# WORK TO DO
Reproduce every line of the data from the line containing "Locate the white house" through the end of the data, both ends included, keeping all wording unchanged but multiplying each coordinate in the answers by 0.25 and rounding to whole numbers, with halves rounded up. Return only those lines.

# DATA SHOWN
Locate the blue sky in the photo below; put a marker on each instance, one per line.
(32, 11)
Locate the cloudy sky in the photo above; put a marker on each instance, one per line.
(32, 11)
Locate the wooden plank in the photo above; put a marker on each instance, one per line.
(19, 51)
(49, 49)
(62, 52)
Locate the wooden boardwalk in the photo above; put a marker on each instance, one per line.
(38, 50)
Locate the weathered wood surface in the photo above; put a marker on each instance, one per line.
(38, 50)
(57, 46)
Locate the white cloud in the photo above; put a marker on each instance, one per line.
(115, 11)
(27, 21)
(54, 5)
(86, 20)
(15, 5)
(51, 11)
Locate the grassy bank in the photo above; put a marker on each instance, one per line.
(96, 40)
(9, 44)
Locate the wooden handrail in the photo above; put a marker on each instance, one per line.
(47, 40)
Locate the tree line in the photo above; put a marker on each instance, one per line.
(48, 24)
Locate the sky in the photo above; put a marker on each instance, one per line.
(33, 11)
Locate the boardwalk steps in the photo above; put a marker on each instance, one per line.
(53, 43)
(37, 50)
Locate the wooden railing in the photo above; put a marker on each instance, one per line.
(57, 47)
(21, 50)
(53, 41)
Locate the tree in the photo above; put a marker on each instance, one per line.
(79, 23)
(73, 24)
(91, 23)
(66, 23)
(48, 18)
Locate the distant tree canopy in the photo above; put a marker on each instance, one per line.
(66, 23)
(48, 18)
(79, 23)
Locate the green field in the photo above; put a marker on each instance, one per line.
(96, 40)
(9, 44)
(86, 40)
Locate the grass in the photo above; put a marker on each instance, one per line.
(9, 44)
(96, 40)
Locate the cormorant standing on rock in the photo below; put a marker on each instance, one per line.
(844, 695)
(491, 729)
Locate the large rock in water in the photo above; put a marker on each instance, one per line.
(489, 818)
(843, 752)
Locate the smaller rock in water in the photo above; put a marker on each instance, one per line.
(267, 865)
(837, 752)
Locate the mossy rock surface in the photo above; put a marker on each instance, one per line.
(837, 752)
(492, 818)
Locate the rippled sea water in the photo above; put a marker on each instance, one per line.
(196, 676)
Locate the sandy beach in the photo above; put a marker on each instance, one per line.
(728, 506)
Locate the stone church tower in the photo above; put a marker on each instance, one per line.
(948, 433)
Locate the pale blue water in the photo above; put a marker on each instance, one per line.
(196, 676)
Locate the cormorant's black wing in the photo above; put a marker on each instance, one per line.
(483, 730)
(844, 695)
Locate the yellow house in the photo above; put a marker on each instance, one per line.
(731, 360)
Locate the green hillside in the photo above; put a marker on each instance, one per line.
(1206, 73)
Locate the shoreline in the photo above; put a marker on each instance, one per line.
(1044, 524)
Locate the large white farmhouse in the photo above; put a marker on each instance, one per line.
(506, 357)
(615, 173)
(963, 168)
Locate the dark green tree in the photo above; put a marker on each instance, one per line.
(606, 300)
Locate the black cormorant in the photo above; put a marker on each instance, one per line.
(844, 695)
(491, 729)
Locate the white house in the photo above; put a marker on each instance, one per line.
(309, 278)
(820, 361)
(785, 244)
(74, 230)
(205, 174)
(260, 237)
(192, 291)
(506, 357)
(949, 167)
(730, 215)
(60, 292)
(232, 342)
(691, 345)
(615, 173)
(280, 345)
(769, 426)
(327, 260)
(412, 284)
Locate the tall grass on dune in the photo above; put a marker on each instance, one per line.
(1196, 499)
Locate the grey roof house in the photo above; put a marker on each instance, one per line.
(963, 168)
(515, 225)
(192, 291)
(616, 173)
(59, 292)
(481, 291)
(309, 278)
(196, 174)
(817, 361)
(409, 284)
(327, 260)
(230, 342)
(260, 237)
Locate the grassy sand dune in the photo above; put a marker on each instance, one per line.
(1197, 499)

# TASK RESPONSE
Locate the white house in the photo above; put a marker on each instance, one per line.
(77, 70)
(205, 90)
(196, 61)
(19, 58)
(51, 44)
(65, 59)
(48, 73)
(127, 89)
(237, 42)
(183, 54)
(15, 73)
(58, 86)
(173, 86)
(154, 43)
(70, 86)
(192, 107)
(82, 65)
(103, 71)
Locate the tall grass on dune in the photo above; put a marker on each instance, one per line.
(299, 125)
Locate the grey roof house in the photo above; put a marker on each instance, one per line.
(241, 42)
(129, 56)
(48, 73)
(154, 43)
(15, 73)
(120, 73)
(77, 70)
(49, 44)
(204, 90)
(102, 71)
(82, 65)
(58, 86)
(65, 59)
Locate the grassy sand dune in the photo above; put a marker on each instance, one per line.
(299, 125)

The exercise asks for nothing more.